**Saved data entries**
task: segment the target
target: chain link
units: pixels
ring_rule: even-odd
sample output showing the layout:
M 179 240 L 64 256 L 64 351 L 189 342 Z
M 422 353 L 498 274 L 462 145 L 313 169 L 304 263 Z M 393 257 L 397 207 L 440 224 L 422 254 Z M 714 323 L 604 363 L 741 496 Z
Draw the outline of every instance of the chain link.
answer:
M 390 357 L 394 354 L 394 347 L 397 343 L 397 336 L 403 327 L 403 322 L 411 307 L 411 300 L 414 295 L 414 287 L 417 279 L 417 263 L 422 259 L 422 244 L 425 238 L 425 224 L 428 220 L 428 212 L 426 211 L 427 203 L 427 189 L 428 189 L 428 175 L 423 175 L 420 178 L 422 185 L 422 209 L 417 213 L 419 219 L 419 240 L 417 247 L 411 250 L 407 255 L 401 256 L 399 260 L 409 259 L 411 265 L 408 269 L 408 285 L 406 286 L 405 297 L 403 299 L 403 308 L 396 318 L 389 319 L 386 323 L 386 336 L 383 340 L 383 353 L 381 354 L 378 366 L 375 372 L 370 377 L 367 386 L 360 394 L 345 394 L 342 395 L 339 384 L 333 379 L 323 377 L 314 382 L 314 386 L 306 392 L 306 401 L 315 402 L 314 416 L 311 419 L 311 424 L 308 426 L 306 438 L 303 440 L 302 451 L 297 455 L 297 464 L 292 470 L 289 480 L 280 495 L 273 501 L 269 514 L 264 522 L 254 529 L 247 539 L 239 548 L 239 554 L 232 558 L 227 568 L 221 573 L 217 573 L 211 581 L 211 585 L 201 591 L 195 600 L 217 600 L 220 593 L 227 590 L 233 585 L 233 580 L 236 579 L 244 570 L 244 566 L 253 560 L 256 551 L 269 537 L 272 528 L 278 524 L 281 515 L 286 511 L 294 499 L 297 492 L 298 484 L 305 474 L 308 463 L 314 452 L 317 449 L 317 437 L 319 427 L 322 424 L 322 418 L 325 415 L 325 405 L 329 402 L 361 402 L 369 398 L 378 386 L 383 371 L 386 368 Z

**Task details**
Transcribe every record. Match each line exactly.

**Written answer**
task: segment the target
target: chain link
units: pixels
ring_rule: even-odd
sample output showing the layout:
M 179 240 L 64 256 L 64 351 L 189 342 Z
M 422 353 L 498 274 L 462 145 L 313 169 L 304 263 Z M 393 257 L 397 207 L 440 224 L 422 254 Z M 714 323 L 604 363 L 741 496 Z
Draw the outline of every instance of the chain link.
answer:
M 390 357 L 394 354 L 394 347 L 397 343 L 397 336 L 403 327 L 403 322 L 411 307 L 411 300 L 414 295 L 414 287 L 417 279 L 417 263 L 422 259 L 422 244 L 425 238 L 425 224 L 428 220 L 428 212 L 426 211 L 427 203 L 427 189 L 428 189 L 428 175 L 423 175 L 420 178 L 422 185 L 422 209 L 417 213 L 419 219 L 419 240 L 417 247 L 411 250 L 407 255 L 401 256 L 399 260 L 409 259 L 411 265 L 408 269 L 408 285 L 406 286 L 405 297 L 403 299 L 403 308 L 396 318 L 389 319 L 386 323 L 386 336 L 383 340 L 383 353 L 381 354 L 378 366 L 375 372 L 370 377 L 367 386 L 360 394 L 345 394 L 342 395 L 339 384 L 333 379 L 323 377 L 314 382 L 314 386 L 306 392 L 306 401 L 315 402 L 314 416 L 311 419 L 311 424 L 308 426 L 306 438 L 303 440 L 302 451 L 297 455 L 297 464 L 292 470 L 289 480 L 280 495 L 273 501 L 269 514 L 264 522 L 254 529 L 247 539 L 239 548 L 239 554 L 232 558 L 227 568 L 221 573 L 217 573 L 211 581 L 211 585 L 201 591 L 195 600 L 217 600 L 220 593 L 227 590 L 233 585 L 233 580 L 236 579 L 244 570 L 244 566 L 253 560 L 256 551 L 269 537 L 272 528 L 278 524 L 281 515 L 286 511 L 294 499 L 297 492 L 298 484 L 305 474 L 308 463 L 314 452 L 317 449 L 317 437 L 319 427 L 322 424 L 322 418 L 325 415 L 325 405 L 329 402 L 361 402 L 369 398 L 378 386 L 383 371 L 386 368 Z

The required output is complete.